#### [PROMPT]
Copy out all of the items below word for word, leaving out the pictures.

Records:
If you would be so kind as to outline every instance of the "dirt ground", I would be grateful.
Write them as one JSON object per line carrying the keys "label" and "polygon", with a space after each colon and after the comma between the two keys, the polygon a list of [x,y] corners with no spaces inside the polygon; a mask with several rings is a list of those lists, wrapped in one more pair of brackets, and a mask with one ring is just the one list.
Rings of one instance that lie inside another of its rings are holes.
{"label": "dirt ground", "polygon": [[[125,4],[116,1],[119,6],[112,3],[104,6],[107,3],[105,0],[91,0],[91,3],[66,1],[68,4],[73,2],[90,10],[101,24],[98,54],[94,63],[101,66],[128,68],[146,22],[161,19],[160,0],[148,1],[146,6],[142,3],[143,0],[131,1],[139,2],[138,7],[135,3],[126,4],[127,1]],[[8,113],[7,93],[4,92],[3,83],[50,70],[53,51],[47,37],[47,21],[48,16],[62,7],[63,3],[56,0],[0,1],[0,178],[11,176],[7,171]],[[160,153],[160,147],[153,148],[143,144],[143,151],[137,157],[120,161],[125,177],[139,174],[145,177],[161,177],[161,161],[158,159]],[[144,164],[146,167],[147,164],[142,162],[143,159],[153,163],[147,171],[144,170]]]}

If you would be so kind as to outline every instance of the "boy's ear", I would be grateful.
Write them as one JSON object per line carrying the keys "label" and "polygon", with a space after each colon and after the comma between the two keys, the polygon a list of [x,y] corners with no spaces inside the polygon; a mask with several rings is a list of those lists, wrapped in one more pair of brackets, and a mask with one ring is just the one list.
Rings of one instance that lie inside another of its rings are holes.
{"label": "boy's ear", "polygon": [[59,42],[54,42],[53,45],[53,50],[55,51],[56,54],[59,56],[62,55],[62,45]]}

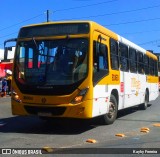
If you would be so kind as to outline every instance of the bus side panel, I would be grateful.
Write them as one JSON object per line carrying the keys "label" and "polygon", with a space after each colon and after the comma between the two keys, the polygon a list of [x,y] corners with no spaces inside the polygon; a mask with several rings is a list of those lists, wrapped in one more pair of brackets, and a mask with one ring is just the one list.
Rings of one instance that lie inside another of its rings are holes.
{"label": "bus side panel", "polygon": [[93,89],[93,112],[92,117],[108,112],[108,85],[96,85]]}

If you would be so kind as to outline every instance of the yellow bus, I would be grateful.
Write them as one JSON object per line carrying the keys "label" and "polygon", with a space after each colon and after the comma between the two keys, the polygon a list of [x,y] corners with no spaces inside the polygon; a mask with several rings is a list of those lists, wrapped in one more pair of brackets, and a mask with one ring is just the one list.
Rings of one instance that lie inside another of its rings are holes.
{"label": "yellow bus", "polygon": [[8,41],[13,115],[112,124],[119,110],[158,97],[157,57],[93,21],[29,25]]}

#### [TASK OUTPUT]
If you would be so kind as to outline every instance of the "dirt ground", I would be grateful.
Write them as one JSON object per line carrying the keys "label" and "polygon", with a space after each colon and after the comma between the two keys, the polygon a list of [x,y] corners with no spaces inside the polygon; a mask with several rings is a list of those lists, wrapped in one more pair of brackets, and a mask with one ring is just the one list.
Rings of one instance that lie inside another of its rings are holes.
{"label": "dirt ground", "polygon": [[[125,4],[116,1],[119,6],[112,3],[104,6],[107,3],[105,0],[91,0],[91,3],[66,1],[68,4],[73,2],[90,10],[101,24],[98,54],[94,63],[101,66],[128,68],[146,22],[161,19],[160,0],[148,1],[146,6],[142,3],[143,0],[131,1],[139,2],[138,7],[135,3],[126,4],[127,1]],[[8,113],[7,93],[4,92],[3,83],[50,70],[53,51],[47,37],[47,21],[48,16],[62,7],[63,3],[56,0],[0,1],[0,178],[11,176],[7,171]],[[160,153],[160,147],[153,148],[143,144],[143,151],[137,157],[120,161],[125,177],[139,174],[145,177],[161,177],[161,161],[158,159]],[[144,164],[146,167],[147,164],[142,162],[143,159],[153,163],[147,171],[144,170]]]}

If you would be so kind as to outline every instance of the "boy's ear", I would be grateful.
Write them as one JSON object per line carrying the keys "label" and "polygon", with a space after each colon and after the comma between the two keys, the polygon a list of [x,y] corners with no spaces inside the polygon; a mask with several rings is a list of those lists, wrapped in one more pair of brackets, and a mask with one ring is just the one list.
Rings of one instance that lie inside another of its rings are holes.
{"label": "boy's ear", "polygon": [[59,42],[54,42],[53,45],[53,50],[55,51],[56,54],[59,56],[62,55],[62,45]]}

If you would be so kind as to outline every instance of the bus side panel, I would be grateful.
Write them as one JSON object per line carrying the keys "label" and "polygon", with a space after each colon and after the comma between the two keys, the polygon a list of [x,y] corners with no spaces inside the polygon; a mask with several rings is a list of those lists, wrapped in one more pair of brackets, and a mask with one ring is just the one list.
Rings of one instance that lie inside another of its rings are holes.
{"label": "bus side panel", "polygon": [[93,89],[93,112],[92,117],[108,112],[108,85],[96,85]]}

If you would be so kind as to outline every instance of the yellow bus, I would be grateful.
Write them as one JSON object per line carrying the keys "label" and "polygon", with a space after each colon and after the comma between the two keys, the polygon a list of [x,y] corners with no spaces inside the polygon; a mask with several rings is a list of those lists, wrapped in one more pair of brackets, and a mask with one ring is just the one list.
Rings of one instance that lie inside another of its rings are holes.
{"label": "yellow bus", "polygon": [[8,41],[13,115],[112,124],[119,110],[158,97],[157,57],[93,21],[29,25]]}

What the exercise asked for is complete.